▶ [Source records]
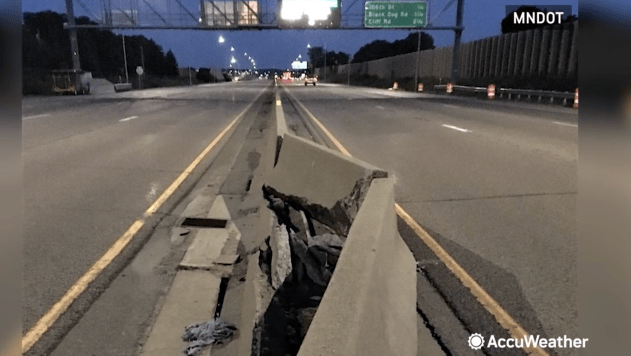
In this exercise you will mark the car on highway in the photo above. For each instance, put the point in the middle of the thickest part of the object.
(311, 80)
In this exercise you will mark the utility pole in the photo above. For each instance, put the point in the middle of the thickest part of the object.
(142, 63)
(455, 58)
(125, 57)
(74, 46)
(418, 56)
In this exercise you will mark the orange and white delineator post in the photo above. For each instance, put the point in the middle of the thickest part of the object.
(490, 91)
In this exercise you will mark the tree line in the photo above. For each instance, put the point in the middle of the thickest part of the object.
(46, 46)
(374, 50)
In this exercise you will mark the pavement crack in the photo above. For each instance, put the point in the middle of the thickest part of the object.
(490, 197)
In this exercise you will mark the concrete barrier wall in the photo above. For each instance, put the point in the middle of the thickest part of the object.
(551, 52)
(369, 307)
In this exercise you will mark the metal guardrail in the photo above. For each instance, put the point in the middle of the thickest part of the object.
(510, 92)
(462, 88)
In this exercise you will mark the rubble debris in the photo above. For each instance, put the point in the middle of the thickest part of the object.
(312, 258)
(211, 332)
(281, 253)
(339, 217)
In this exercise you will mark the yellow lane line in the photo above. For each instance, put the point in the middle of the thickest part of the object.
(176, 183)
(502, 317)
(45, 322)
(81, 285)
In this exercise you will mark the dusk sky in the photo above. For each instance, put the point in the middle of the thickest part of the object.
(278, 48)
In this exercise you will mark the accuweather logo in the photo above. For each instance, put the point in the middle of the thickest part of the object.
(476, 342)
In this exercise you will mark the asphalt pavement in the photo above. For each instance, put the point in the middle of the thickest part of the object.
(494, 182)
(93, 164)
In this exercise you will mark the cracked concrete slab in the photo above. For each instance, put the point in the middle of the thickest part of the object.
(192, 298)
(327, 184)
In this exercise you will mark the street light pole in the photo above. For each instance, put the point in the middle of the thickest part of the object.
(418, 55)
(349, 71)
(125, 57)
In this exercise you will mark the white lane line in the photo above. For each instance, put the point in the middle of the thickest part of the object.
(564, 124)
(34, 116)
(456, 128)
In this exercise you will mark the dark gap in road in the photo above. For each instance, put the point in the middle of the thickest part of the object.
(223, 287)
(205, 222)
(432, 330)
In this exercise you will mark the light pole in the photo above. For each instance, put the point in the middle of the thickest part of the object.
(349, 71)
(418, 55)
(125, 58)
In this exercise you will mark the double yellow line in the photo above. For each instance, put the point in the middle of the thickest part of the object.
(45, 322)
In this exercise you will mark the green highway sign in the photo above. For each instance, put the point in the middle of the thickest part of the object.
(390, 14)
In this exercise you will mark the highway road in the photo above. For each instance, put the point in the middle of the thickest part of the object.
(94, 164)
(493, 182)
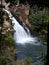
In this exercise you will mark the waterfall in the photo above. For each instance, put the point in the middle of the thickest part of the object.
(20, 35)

...

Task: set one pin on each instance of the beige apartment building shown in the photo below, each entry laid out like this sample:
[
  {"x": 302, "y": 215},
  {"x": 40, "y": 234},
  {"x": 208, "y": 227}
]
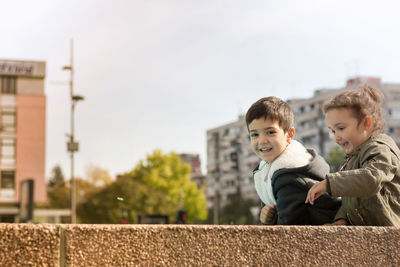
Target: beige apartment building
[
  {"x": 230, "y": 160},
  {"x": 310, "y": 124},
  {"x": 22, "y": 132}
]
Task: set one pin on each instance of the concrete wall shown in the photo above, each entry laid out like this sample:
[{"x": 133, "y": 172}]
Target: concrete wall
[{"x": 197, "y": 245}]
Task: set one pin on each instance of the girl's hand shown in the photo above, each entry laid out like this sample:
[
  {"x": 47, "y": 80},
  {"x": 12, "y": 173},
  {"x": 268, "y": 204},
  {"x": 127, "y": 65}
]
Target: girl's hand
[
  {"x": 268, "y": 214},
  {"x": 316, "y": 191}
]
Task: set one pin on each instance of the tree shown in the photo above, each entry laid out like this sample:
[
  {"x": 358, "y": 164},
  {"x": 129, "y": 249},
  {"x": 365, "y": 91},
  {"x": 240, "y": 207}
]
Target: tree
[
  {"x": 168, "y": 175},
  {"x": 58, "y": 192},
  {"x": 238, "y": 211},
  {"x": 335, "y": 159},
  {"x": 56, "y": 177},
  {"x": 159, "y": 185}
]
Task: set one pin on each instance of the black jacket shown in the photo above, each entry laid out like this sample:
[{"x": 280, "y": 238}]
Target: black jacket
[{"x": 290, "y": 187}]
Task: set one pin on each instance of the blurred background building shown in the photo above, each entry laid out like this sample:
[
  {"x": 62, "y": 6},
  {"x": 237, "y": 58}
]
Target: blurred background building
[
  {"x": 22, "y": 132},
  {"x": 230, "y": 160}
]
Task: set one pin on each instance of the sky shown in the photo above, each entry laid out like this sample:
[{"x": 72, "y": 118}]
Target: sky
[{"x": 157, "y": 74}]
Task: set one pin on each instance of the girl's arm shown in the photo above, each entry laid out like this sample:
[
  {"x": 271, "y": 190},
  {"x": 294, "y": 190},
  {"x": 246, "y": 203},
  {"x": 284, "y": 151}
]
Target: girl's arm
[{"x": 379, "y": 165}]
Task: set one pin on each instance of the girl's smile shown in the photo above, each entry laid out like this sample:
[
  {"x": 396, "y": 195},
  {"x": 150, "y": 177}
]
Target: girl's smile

==

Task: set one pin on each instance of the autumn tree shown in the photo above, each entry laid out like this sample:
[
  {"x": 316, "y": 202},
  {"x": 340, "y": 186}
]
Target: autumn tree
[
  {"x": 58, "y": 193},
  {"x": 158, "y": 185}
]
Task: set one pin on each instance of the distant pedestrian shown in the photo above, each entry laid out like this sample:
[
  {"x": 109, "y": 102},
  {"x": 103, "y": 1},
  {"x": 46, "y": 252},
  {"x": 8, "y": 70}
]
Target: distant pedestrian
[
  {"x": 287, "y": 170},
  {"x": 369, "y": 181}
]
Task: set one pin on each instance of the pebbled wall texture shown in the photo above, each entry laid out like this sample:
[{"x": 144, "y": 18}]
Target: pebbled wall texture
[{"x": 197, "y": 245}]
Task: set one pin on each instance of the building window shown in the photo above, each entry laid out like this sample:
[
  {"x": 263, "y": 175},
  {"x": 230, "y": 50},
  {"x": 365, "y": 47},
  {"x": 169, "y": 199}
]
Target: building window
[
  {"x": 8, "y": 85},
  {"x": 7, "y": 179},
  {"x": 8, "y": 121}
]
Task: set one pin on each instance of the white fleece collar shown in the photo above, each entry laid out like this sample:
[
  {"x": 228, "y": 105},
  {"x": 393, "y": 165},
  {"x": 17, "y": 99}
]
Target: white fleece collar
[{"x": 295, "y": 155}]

▶ [Problem statement]
Within the material above, transcribe exactly the lines that run from the line holding "Task: set one pin on each instance of the sky" through the line holding "Target: girl's smile".

▶ [Written answer]
Task: set one pin on each instance of the sky shown in the photo above, each entry laid out like this sample:
[{"x": 72, "y": 118}]
Target: sky
[{"x": 157, "y": 74}]
Task: set one pin on each instance of the girl's arm shown in the photo above, each entry laid out like this sample:
[
  {"x": 271, "y": 190},
  {"x": 294, "y": 190},
  {"x": 246, "y": 203},
  {"x": 284, "y": 151}
]
Target: girl's arm
[{"x": 379, "y": 165}]
Task: set one pin on each instance of the girl's smile shown in the photo above, each entry laid out like this sample:
[
  {"x": 396, "y": 195},
  {"x": 150, "y": 177}
]
Target: girl's smile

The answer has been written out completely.